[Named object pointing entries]
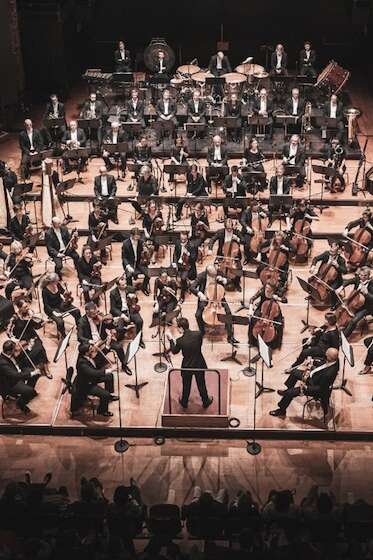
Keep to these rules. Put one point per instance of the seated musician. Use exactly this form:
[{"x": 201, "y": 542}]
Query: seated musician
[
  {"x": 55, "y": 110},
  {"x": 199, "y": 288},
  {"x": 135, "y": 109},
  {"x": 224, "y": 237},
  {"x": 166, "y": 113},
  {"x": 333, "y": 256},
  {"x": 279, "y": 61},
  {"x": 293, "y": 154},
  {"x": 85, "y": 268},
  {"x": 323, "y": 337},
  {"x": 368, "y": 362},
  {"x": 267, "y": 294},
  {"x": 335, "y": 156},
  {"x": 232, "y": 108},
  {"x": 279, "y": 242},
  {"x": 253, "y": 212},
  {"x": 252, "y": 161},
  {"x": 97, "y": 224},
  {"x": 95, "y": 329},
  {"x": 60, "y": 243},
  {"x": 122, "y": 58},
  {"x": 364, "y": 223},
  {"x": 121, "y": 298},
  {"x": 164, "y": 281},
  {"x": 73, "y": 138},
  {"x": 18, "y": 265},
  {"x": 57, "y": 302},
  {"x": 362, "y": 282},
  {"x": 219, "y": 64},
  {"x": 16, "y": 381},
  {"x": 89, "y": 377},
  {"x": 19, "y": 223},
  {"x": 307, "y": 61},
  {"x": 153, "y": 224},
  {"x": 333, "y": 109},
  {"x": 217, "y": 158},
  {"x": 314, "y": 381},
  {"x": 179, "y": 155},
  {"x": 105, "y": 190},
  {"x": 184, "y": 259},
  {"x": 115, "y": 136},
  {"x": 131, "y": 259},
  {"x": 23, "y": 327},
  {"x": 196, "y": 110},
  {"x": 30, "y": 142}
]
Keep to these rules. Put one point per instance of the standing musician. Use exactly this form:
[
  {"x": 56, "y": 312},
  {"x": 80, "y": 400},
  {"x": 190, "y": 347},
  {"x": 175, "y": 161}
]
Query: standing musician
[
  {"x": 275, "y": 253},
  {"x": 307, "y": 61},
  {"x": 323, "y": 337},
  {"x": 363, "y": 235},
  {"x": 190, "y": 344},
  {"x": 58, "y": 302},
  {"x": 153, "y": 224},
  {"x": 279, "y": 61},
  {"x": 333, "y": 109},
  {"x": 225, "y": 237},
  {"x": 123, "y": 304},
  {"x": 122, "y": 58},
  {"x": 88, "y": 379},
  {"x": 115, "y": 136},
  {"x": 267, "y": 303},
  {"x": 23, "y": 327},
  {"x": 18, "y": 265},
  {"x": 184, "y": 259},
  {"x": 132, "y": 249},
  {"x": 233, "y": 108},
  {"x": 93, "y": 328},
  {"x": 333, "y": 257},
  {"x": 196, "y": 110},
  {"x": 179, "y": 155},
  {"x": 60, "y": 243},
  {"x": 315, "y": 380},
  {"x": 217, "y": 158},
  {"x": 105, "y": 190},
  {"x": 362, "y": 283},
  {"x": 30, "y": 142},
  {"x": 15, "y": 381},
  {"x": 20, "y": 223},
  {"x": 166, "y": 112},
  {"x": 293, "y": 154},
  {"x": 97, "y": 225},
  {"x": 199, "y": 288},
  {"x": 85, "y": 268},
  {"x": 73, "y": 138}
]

## Request:
From the line that contains "of the standing" to the last line of the material above, repeat every line exactly, keeping both the first and the last.

## Exercise output:
Keep to these rules. Put one point per instance of the standing musician. Use exactly this form:
[
  {"x": 56, "y": 312},
  {"x": 80, "y": 400},
  {"x": 190, "y": 347},
  {"x": 175, "y": 161}
]
Query: standing musician
[
  {"x": 275, "y": 253},
  {"x": 307, "y": 61},
  {"x": 323, "y": 337},
  {"x": 363, "y": 235},
  {"x": 190, "y": 344},
  {"x": 58, "y": 302},
  {"x": 153, "y": 224},
  {"x": 279, "y": 61},
  {"x": 333, "y": 109},
  {"x": 225, "y": 237},
  {"x": 123, "y": 304},
  {"x": 122, "y": 58},
  {"x": 88, "y": 379},
  {"x": 115, "y": 136},
  {"x": 267, "y": 303},
  {"x": 23, "y": 327},
  {"x": 18, "y": 265},
  {"x": 184, "y": 259},
  {"x": 132, "y": 249},
  {"x": 233, "y": 108},
  {"x": 93, "y": 328},
  {"x": 333, "y": 257},
  {"x": 196, "y": 110},
  {"x": 179, "y": 155},
  {"x": 60, "y": 243},
  {"x": 315, "y": 380},
  {"x": 217, "y": 158},
  {"x": 105, "y": 190},
  {"x": 362, "y": 283},
  {"x": 30, "y": 142},
  {"x": 15, "y": 381},
  {"x": 20, "y": 223},
  {"x": 166, "y": 112},
  {"x": 293, "y": 154},
  {"x": 97, "y": 225},
  {"x": 199, "y": 288},
  {"x": 85, "y": 268},
  {"x": 73, "y": 138}
]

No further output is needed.